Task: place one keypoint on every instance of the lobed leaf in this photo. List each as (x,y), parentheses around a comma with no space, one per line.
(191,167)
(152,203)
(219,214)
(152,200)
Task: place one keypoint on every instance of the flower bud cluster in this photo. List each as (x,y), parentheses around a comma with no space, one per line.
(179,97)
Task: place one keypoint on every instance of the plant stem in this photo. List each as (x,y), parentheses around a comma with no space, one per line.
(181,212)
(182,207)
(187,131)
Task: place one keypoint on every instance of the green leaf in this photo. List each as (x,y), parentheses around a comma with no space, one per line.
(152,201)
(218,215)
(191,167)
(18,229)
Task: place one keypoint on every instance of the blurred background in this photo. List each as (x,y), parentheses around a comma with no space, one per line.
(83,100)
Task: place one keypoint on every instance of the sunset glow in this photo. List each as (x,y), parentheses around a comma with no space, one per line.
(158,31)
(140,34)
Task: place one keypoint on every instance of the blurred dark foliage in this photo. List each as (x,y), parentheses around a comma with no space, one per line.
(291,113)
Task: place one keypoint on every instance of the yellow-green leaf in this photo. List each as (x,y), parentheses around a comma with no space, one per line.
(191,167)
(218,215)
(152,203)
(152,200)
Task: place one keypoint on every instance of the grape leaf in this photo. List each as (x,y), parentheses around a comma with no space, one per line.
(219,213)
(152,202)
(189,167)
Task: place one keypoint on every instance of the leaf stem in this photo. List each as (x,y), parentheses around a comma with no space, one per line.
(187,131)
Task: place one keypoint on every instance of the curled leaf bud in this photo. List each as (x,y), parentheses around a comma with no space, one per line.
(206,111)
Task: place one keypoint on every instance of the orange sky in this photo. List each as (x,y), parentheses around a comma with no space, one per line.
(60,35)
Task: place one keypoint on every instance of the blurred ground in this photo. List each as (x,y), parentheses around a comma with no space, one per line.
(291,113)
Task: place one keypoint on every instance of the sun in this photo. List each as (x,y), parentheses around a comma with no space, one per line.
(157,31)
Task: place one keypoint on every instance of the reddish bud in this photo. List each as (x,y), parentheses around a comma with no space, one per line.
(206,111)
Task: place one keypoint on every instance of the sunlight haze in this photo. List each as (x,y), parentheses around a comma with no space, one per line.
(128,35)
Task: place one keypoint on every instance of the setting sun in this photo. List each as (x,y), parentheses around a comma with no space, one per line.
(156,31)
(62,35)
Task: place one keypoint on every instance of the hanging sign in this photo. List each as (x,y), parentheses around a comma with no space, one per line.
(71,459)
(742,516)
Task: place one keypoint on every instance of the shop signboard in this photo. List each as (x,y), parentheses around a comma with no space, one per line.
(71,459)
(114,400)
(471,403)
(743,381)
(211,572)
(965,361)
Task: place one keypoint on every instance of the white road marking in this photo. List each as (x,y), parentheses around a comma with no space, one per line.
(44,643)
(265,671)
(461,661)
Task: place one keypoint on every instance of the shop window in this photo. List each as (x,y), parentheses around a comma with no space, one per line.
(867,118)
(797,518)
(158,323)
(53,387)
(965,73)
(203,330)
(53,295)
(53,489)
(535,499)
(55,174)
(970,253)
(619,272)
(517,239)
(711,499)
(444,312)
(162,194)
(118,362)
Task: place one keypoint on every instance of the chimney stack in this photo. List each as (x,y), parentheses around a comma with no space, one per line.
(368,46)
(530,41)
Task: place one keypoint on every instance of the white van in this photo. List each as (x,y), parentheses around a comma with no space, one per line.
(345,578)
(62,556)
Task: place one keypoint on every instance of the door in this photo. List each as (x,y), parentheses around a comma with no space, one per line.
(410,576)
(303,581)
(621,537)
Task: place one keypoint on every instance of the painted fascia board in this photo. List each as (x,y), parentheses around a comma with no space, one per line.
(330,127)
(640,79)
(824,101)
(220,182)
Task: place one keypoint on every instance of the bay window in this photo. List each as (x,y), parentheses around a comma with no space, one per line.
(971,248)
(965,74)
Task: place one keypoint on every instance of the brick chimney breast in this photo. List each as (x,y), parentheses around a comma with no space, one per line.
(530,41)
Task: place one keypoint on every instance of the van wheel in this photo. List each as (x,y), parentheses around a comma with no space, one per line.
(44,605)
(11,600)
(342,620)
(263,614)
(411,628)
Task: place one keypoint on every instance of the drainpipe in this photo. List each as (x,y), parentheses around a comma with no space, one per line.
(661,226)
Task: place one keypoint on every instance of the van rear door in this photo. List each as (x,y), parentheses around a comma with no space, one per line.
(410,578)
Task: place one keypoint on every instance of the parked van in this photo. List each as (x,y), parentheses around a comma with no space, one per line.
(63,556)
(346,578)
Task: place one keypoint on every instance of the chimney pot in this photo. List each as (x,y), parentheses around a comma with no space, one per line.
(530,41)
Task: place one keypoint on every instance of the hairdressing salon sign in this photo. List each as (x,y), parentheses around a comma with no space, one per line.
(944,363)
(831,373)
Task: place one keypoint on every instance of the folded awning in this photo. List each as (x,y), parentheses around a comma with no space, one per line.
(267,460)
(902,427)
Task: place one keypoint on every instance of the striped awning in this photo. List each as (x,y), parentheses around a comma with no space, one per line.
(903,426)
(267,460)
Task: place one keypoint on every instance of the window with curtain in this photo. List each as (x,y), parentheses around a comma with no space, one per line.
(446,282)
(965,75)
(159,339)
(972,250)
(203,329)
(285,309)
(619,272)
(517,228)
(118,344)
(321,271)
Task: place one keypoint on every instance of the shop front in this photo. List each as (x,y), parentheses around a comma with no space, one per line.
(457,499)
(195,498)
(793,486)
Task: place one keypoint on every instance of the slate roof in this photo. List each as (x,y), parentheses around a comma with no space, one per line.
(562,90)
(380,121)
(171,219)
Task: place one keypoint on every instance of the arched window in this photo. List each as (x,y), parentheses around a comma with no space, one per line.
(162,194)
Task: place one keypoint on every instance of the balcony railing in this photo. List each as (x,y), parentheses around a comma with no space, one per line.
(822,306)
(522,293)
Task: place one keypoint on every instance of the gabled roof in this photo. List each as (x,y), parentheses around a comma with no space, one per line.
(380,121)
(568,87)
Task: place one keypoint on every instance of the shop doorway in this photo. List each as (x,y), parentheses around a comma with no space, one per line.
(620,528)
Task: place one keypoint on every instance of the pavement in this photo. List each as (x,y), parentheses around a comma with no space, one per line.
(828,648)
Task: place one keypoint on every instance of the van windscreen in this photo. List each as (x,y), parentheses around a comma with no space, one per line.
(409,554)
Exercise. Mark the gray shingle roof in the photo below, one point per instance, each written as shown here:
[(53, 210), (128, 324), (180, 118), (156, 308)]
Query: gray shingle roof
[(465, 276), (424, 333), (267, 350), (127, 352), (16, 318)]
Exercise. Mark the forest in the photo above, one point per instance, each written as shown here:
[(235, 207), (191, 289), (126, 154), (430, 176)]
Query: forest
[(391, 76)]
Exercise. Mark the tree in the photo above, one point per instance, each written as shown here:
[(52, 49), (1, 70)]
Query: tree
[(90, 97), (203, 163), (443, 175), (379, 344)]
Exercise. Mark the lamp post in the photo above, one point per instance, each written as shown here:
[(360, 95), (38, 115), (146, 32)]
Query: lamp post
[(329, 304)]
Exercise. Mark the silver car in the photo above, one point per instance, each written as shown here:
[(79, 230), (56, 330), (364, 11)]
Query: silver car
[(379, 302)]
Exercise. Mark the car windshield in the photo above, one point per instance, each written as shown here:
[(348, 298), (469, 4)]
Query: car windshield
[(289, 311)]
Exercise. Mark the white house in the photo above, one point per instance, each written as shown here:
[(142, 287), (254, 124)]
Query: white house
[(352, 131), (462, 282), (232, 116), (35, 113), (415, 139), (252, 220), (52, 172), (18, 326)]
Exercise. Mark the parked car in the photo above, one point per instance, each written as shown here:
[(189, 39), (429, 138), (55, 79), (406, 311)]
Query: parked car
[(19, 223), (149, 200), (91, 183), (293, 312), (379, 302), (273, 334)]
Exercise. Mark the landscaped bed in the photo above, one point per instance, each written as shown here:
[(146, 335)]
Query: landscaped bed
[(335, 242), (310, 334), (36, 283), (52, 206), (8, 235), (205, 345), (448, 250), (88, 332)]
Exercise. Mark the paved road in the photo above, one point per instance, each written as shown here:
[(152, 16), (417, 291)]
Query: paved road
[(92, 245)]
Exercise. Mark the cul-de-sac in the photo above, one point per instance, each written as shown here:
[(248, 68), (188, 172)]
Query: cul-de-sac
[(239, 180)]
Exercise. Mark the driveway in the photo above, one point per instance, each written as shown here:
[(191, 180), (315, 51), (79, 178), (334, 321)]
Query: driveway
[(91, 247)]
--------------------------------
▸ PROBLEM DESCRIPTION: Lines from the records above that hold "shown" are the ones to list.

▸ RESPONSE TO THE EXERCISE:
Exercise. Mark the gray shingle roof in the photo below, one point per instance, each written as shown here:
Exercise. Mark the forest in the photo above, one point per instance, each written as shown here:
Exercise. Mark the tree in the photo above, one point per instance, each written as shown here:
Exercise. Mark the lamp post in the photo above, one point per instance, each written as shown here:
Exercise. Mark the silver car in the photo above, one point per instance, each written as shown here:
Exercise. Mark the car windshield in the photo above, one point per instance, each written as shown here:
Exercise. Mark the white house in the photo above, one point per instance, each written as shown here:
Exercise. Mark the parked car in the photo above, one point per instance, each written as shown here:
Exercise. Mark the landscaped bed in the photo above, one point per instance, each written as shown here:
Exercise. Mark the paved road in the photo above, one point per instance, each written as shown here:
Exercise. Mark the cul-de-sac in the photo above, one point per instance, each written as shown here:
Exercise. Mark the driveway in the photo above, one point per instance, each written as shown here:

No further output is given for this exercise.